#### Work required
Copy only what runs from the line containing "[276, 115], one" through the end of the material below, line for line, with both ends included.

#### Source data
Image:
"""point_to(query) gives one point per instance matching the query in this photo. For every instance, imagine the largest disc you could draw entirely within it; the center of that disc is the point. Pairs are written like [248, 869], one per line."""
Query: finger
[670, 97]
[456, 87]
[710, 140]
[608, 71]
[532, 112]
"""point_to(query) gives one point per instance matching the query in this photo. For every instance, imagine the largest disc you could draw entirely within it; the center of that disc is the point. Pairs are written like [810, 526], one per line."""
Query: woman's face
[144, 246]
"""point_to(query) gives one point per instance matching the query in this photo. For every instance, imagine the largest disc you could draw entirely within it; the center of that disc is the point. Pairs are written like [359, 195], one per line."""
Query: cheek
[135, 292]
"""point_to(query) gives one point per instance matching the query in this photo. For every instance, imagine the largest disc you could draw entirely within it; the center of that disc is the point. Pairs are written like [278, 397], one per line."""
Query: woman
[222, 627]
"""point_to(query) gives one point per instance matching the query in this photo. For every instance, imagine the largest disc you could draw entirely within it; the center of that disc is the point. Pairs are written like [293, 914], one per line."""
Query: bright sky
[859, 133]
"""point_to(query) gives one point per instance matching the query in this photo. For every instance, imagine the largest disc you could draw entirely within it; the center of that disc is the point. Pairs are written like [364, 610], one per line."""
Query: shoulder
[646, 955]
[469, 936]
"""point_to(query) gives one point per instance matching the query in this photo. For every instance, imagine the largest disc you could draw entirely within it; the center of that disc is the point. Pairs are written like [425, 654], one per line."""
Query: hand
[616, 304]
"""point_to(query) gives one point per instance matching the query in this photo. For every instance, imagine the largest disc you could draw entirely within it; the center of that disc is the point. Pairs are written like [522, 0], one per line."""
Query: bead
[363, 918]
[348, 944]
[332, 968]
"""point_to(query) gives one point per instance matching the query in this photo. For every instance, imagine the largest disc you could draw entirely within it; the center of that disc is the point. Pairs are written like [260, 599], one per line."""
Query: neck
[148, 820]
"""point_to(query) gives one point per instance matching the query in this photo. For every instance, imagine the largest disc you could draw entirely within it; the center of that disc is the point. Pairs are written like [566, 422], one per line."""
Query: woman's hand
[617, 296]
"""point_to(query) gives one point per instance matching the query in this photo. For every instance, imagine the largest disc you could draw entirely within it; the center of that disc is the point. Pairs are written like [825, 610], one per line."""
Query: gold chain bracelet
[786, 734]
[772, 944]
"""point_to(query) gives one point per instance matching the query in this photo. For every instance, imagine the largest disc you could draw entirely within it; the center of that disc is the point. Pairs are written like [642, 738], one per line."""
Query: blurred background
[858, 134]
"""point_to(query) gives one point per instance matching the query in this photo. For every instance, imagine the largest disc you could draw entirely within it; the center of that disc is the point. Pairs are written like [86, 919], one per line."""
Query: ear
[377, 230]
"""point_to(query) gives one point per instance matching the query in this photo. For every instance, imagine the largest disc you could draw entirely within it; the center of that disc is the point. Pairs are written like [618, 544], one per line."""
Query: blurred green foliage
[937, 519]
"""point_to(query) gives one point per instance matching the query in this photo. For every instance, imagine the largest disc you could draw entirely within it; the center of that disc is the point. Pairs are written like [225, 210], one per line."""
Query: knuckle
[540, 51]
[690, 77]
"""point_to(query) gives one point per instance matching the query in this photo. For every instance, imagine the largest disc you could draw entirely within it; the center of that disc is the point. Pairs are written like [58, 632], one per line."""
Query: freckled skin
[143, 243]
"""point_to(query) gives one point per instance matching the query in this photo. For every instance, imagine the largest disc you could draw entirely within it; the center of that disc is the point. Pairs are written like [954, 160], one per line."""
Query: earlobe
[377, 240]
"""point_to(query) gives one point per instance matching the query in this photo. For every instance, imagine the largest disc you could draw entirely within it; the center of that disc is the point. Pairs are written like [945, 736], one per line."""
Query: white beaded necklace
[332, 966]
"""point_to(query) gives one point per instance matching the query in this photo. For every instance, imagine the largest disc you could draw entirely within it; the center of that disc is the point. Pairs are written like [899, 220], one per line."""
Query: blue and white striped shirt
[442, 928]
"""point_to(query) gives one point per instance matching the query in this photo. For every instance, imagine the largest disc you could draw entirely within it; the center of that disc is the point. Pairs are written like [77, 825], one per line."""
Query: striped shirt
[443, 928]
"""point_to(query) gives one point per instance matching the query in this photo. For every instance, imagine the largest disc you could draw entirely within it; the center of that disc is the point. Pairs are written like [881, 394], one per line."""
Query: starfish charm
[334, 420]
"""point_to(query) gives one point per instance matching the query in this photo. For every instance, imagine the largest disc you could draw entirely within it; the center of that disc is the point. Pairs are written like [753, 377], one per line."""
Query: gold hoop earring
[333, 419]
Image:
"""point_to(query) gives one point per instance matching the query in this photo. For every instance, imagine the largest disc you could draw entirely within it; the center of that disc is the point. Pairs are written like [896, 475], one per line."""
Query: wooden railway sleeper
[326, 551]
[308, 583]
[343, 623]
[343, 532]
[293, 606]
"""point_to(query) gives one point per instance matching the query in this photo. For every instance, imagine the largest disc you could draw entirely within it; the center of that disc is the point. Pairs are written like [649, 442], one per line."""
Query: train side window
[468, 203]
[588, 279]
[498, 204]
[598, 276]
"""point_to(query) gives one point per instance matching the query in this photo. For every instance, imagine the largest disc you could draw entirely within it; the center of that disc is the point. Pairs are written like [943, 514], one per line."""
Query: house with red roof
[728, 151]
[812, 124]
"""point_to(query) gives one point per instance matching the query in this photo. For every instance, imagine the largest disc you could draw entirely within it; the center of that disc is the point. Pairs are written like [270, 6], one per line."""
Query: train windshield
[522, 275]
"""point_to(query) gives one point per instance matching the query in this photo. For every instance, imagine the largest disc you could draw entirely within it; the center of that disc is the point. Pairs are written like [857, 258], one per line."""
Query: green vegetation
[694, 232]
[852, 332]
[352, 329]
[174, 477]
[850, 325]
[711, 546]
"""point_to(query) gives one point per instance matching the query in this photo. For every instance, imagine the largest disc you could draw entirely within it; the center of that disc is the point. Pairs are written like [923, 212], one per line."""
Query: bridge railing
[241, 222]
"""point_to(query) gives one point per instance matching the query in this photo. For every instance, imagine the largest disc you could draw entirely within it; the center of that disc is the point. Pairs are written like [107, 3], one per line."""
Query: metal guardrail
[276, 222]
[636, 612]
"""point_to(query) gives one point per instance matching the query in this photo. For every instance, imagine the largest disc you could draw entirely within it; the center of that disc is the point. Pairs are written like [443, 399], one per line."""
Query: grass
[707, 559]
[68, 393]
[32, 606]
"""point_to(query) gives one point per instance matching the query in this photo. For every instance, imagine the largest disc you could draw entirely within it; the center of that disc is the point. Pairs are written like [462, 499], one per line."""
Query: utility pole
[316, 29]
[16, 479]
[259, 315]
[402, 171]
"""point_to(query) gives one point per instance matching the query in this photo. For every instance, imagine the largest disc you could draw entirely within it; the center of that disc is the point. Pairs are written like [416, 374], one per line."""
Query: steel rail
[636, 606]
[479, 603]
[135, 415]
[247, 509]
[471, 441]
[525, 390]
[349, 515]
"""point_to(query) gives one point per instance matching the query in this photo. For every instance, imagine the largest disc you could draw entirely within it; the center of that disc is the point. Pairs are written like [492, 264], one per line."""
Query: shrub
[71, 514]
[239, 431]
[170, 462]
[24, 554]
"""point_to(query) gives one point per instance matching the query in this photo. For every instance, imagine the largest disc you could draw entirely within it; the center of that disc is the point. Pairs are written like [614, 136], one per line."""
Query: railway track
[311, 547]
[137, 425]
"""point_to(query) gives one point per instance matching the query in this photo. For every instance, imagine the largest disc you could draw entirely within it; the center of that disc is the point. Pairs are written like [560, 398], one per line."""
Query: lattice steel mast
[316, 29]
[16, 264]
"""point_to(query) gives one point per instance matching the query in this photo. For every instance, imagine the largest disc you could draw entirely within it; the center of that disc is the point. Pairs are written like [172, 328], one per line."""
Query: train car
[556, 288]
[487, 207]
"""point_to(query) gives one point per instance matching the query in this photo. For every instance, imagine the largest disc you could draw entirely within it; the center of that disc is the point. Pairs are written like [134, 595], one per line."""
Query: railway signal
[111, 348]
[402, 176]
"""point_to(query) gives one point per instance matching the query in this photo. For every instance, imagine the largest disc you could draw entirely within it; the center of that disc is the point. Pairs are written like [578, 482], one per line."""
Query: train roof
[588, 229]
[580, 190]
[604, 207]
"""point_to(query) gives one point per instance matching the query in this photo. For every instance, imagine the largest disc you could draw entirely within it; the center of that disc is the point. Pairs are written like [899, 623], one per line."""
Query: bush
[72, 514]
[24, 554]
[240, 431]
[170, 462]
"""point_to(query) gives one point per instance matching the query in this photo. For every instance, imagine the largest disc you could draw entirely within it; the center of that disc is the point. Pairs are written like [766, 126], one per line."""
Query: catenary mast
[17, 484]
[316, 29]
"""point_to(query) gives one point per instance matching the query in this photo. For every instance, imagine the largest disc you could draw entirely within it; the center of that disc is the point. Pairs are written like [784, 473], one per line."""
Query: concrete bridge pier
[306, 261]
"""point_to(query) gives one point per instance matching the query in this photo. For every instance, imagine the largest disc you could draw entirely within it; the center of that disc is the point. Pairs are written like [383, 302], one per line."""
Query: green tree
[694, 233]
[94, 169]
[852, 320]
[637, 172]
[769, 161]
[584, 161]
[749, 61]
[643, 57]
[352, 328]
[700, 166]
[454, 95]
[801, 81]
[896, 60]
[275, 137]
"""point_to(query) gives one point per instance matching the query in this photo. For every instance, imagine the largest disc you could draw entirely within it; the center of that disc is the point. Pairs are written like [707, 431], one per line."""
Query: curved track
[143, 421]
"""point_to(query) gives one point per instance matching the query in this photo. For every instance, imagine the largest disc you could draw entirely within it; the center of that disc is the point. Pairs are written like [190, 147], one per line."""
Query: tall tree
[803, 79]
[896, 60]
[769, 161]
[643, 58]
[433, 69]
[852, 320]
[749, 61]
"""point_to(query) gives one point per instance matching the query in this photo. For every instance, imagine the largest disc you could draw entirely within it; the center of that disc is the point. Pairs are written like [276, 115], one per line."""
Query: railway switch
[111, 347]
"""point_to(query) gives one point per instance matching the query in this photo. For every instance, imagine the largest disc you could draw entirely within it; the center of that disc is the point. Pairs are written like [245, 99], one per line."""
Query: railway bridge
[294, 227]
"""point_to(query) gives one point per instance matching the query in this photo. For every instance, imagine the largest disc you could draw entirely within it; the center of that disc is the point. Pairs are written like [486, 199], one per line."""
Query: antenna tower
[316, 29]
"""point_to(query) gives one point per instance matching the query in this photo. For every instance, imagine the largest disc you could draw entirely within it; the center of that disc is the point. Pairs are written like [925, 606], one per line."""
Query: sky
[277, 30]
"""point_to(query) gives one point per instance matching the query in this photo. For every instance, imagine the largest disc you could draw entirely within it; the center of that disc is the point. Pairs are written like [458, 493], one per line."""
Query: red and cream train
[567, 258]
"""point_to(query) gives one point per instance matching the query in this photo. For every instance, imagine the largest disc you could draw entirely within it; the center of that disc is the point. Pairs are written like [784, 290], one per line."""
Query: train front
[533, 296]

#### Output
"""point_to(query) gives one point per instance matching the query in this photo. For every instance, imagine the largest disc you could draw entirely within it; the center of that disc is the point. Pairs are written like [276, 115], one per line."""
Query: railway switch
[111, 347]
"""point_to(query) gives one point per instance matching the query in this photo. For every instance, imagine the largest disc you could draw entirely within it; the center of that disc is the point. Pairs are written like [245, 99], one per line."""
Query: railway bridge
[294, 227]
"""point_to(query) gives one point per instance matching the query in this photo. For every instance, imagine the largest disc you could draw entirely within it; the center of that disc is the point. Pairs are written like [486, 199], one per line."""
Query: antenna tower
[316, 29]
"""point_to(query) gives one point per instance matching the query in this photo. For every instance, imagine the largest disc you could draw entirely within it; the center of that disc is the point. Pairs are written like [925, 606], one per line."""
Query: sky
[277, 30]
"""point_to(query) gives one point per instance matching the query in this photo. For every instance, imagine the largest disc you could draw entirely within it; the center of that disc is the point. Pairs are written like [458, 493], one per line."""
Query: red and cream train
[567, 258]
"""point_to(query) gives one point per instance matching the query in this photo. For every instance, imagine the largest disc you could draw entirely within it; the center of that disc is the point. Pairs are written like [784, 290], one per line."""
Query: train front
[533, 296]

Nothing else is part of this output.